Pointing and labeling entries
** begin **
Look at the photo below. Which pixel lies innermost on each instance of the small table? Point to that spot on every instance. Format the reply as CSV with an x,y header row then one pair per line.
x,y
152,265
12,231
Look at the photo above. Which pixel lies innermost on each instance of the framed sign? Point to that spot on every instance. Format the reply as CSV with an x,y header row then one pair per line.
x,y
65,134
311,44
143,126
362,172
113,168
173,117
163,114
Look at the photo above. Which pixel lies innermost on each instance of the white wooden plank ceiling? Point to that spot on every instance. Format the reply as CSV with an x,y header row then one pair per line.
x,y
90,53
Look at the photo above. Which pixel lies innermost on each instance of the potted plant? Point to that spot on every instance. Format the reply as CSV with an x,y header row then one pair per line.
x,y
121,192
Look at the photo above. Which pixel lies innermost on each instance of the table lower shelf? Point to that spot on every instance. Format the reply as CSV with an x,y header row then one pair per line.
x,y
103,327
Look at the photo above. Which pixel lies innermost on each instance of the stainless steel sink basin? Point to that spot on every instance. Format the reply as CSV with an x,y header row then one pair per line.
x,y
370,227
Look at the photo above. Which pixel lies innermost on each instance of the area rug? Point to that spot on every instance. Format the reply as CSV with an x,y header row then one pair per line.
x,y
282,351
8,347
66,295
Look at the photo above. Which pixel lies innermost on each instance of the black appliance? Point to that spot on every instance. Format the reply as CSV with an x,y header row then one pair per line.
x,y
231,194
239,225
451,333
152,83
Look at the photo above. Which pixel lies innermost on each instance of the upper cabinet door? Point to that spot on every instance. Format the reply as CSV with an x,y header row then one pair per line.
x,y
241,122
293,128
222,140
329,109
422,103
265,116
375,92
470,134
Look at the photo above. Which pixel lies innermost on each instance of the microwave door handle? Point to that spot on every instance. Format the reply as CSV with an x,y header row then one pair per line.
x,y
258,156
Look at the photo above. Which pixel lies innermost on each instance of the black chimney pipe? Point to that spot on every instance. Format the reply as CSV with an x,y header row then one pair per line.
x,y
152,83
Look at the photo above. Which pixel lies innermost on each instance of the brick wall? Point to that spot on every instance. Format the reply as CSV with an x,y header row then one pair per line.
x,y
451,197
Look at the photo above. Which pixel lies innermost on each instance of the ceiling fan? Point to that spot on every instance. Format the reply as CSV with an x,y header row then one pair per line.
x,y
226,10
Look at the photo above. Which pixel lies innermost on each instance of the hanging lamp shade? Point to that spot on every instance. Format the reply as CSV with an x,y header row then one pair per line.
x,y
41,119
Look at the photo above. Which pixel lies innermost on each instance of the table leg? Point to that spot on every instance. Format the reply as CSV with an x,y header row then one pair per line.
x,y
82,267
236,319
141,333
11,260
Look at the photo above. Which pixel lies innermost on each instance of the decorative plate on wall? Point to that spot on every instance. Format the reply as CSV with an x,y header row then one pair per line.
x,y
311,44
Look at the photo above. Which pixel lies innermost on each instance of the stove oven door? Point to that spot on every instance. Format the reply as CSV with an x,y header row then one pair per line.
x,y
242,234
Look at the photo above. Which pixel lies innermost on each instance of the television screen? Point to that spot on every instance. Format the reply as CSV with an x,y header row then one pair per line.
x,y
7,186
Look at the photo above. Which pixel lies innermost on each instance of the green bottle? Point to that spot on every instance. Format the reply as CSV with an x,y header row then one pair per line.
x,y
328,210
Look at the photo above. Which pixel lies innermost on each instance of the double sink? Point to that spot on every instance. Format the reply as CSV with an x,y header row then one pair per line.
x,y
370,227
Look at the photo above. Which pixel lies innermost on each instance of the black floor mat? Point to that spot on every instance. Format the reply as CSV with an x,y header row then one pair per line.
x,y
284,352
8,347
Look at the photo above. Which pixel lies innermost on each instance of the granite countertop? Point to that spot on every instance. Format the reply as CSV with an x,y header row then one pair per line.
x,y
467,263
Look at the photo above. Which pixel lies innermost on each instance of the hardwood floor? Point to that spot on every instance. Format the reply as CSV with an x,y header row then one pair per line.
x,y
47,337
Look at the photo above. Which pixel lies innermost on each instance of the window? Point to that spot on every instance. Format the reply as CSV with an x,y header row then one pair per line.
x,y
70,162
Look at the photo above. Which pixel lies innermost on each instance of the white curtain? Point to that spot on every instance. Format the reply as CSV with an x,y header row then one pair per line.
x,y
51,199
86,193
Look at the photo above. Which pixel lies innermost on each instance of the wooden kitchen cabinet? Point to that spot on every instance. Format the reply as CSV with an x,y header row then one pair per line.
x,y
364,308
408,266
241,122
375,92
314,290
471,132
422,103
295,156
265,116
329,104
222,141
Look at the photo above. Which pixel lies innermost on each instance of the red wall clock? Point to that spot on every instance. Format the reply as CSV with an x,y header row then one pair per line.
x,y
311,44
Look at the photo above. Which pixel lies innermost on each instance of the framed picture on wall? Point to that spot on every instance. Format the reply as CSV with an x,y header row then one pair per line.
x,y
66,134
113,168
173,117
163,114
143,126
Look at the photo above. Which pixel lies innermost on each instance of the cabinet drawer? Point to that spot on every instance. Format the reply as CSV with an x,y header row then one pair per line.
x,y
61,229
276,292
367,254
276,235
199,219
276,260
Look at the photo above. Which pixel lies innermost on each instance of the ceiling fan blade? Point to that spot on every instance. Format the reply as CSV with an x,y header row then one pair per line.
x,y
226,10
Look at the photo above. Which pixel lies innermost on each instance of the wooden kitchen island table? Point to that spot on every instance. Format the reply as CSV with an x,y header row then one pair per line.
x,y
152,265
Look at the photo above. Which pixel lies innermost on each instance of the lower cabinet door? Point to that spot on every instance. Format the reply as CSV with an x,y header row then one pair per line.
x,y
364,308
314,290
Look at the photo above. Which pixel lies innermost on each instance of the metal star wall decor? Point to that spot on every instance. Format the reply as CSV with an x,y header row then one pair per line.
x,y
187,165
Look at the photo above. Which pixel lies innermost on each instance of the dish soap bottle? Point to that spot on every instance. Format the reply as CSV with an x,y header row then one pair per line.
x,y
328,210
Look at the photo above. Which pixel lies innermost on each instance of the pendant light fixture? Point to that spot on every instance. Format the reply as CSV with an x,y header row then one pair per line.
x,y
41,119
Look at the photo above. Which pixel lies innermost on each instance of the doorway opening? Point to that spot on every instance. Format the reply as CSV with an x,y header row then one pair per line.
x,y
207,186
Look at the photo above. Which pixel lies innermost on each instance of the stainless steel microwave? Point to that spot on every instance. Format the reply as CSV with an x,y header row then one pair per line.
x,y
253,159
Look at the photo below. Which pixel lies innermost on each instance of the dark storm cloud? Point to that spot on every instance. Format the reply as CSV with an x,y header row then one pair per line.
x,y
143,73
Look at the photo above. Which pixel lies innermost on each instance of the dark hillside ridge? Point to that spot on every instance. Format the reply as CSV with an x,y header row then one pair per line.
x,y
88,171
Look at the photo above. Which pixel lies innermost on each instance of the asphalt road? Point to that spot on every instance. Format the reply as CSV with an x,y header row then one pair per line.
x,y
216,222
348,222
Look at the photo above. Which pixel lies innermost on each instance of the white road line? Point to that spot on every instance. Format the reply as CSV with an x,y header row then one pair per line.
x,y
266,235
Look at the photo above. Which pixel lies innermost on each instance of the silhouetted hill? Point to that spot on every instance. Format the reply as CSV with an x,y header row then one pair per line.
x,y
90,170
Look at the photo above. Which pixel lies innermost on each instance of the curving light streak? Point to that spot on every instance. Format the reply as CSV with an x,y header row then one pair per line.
** end **
:: Aim ::
Write out every entry verbatim.

:: Finished answer ::
Look at the photo below. Which pixel lies innermost on each instance of the small table? Point to that spot on every instance. Format the reply as CSV with an x,y header row then one pair per line.
x,y
152,265
12,231
Look at the photo above. Which pixel lies innermost on each instance of the framed sign? Point to that spot on every instance. Format the reply as CSV with an x,y header row then one pair per line.
x,y
65,134
311,44
143,126
362,172
113,168
173,117
163,114
Look at the photo above. Which pixel lies innermost on each instance of the white wooden plank ceiling? Point to that spot on every instance. Format the reply as CSV with an x,y header row then one pair per line.
x,y
90,53
Look at the photo above. Which pixel lies innermost on each instance of the potted plant? Point to that spot on every instance. Format the reply as CSV with an x,y header row then one pair per line.
x,y
121,192
Look at the photo above. Which pixel lies innermost on each instance of the table lower shelf? Point to that spot on every instance. Format the reply as CSV with an x,y header row then one pair per line.
x,y
103,327
Look at the photo above. Which pixel lies innermost on each instance of the stainless steel sink basin? Point to that spot on every instance. Format the reply as CSV with an x,y header row then one pair per line.
x,y
370,227
Look at the photo above. Which pixel lies innermost on each instance of the area rug? Point to that spot on every instance. Format the reply as CSV with an x,y header row then one pair per line.
x,y
282,351
8,347
66,295
Look at the photo above. Which pixel lies innermost on each instance of the black appliance? Point to that spot on every instance. Format the reply as CSV with an x,y header row then one pair per line.
x,y
231,194
239,225
451,333
152,83
Look at the photo above. Which pixel lies innermost on each instance of the upper cabinet door? Point to that spot on every instance. Format the reply as CSV with an x,y header row then one pair per line.
x,y
241,122
293,128
222,140
329,109
422,103
265,116
375,92
470,134
Look at the photo above. Which pixel lies innermost on each instance of the microwave door handle? Point to that spot on every instance. Format the reply as CSV with an x,y header row then one pair per line.
x,y
258,156
Look at the photo above. Which pixel lies innermost on each instance of the black chimney pipe? Point to that spot on every instance. Format the reply as CSV with an x,y header row then one pair per line.
x,y
152,83
Look at the photo above. Which pixel lies innermost on each instance of the brick wall? Point to that spot on every instance. Format the reply as CSV with an x,y header row then one pair per line.
x,y
451,197
Look at the photo above. Which pixel lies innermost on each instance of the ceiling fan? Point to that spot on every instance. Format the reply as CSV with an x,y header row then one pair per line.
x,y
226,10
Look at the photo above. Which pixel lies innermost on each instance of the hanging lamp shade? Point to that spot on every instance. Format the reply as CSV with an x,y header row then one pair per line.
x,y
41,119
Look at the photo above. Which pixel lies innermost on each instance of the table leg? Point to that spot on every instance. Format the reply as CSV with an x,y header row then one pair per line.
x,y
82,267
236,319
141,333
11,260
Look at the photo above. Which pixel lies innermost on each instance of the decorative plate on wall? Point to that spot on every instance. Format the reply as CSV with an x,y header row then one pair per line.
x,y
311,44
Look at the photo above. Which pixel lies innermost on each instance of the stove oven door? Point to that spot on every instance. Format the reply as CSV with an x,y header row then one pair per line.
x,y
242,234
Look at the photo above. Which pixel lies innermost on each instance of the television screen? Point to that spot on every instance. Format the reply as CSV with an x,y header row then one pair per line.
x,y
7,186
Look at the photo above. Which pixel lies innermost on each instance of the green bottle? Point to that spot on every instance. Format the reply as CSV with an x,y header row then one pair per line.
x,y
328,210
Look at the photo above. Which pixel lies innermost on each instance of the double sink? Point to that spot on every instance. Format the reply as CSV with an x,y header row then one pair per line.
x,y
370,227
Look at the photo above. Which pixel lies innermost on each instance of the black floor mat? Point to that spot on every instance. Format the reply as CSV with an x,y header row then one pair per line.
x,y
284,352
8,347
Look at the photo above. Which pixel lies innermost on each instance of the granite countertop? Point to that spot on every instance. Format the reply as CSV with an x,y header row then one pair per line.
x,y
467,263
Look at the photo above. Which pixel lies innermost on each instance of the hardwood floor? Point to that spot on every instance. Format the reply as CSV with an x,y header row then one pair per line.
x,y
47,337
Look at the photo above. Which pixel lies innermost on each instance of the window? Point to that spot on every instance. Format the reply as CSV with an x,y header row then one pair per line.
x,y
70,162
Look at the photo above. Which pixel lies innermost on each instance of the white curtain? Point to that spot on every instance. Format the reply as CSV with an x,y header row then one pair per line.
x,y
51,199
86,193
Look at the photo above. Which pixel lies innermost on each instance of the wooden kitchen cabinet? Point to that spot on every instance. Format the reply as CSV with an x,y header row then one pair per line.
x,y
364,308
408,266
241,122
375,92
314,290
471,132
422,103
295,156
265,116
329,104
222,141
Look at the photo above. Which pixel lies innermost on each instance of the red wall clock? Point to that spot on every instance. Format the reply as CSV with an x,y header row then one pair per line.
x,y
311,44
Look at the photo above. Which pixel lies innermost on each instance of the framed picture on wall? Point to that spot on every instance. Format the reply as CSV with an x,y header row then one pair per line.
x,y
66,134
113,168
173,117
163,114
143,126
Look at the photo above. Which pixel lies innermost on each instance of the cabinet drawer? Point to that spot on every instance. Format the reply as CSV with an x,y header row then one pair per line.
x,y
61,229
276,292
367,254
276,235
199,219
276,260
Look at the photo above. Which pixel lies innermost on each instance of the ceiling fan blade? Point to that spot on every instance. Format the reply as CSV with an x,y header row then one pair per line.
x,y
226,10
Look at the photo above. Which pixel lies innermost on each instance of the wooden kitchen island table? Point to that spot on every instance. Format the reply as CSV with an x,y header row then one pair per line.
x,y
152,265
Look at the photo above. Which pixel lies innermost on each instance of the lower cabinet door? Point to that spot on every instance. Format the reply as CSV with an x,y header row then one pair per line.
x,y
364,308
314,290
Look at the photo above. Which pixel lies innermost on each instance of the metal star wall decor? Point to that spot on every instance. Format the reply as CSV with an x,y header row then one pair per line.
x,y
187,165
Look at the photo above. Which pixel lies innermost on each instance of the dish soap bottle? Point to that spot on every instance. Format the reply as CSV with an x,y header row then one pair per line.
x,y
328,210
Look at the photo above. Which pixel lies innermost on each instance of the pendant light fixture? Point to that spot on every instance. Format the reply as CSV with an x,y header row then one pair per line.
x,y
41,119
Look at the photo above. Which pixel lies innermost on each instance of the doorway opening? Point to that spot on every instance. Format the reply as CSV with an x,y header row then one pair per line.
x,y
207,186
Look at the photo above. Which pixel lies innermost on each instance of the stainless steel microwave? Point to that spot on every instance. Format the reply as CSV with an x,y header row then one pair per line.
x,y
253,159
Look at the photo below. Which pixel lies innermost on each instance of the dark storm cloud? Point to that spot on every instance. Format the reply as CSV with an x,y header row then one pair per line.
x,y
143,73
Look at the photo above. Which pixel lies innermost on each instance of the dark hillside ridge? Point to that spot on every instance. Format the reply as CSV with an x,y header row then one pair per line.
x,y
88,171
Look at the photo above. Which pixel lies innermost on each instance of the asphalt road? Point to that spot on every instance. Format the reply as CSV with an x,y header row then one pair per line.
x,y
216,222
348,222
Look at the photo above. Which pixel lies innermost on each instance of the white road line? Point to that spot on every instance. Format the reply as CSV with an x,y header row then one pair per line.
x,y
266,235
Look at the photo above. Which pixel lies innermost on each instance of the silhouetted hill? Point to that spot on every instance. Format the reply as CSV with an x,y header row then one pair per line.
x,y
90,170
Look at the photo above. Which pixel lies innermost on each instance of the curving light streak? Point to that spot on every instance. Format the reply as CSV with an x,y header row then one pair per line.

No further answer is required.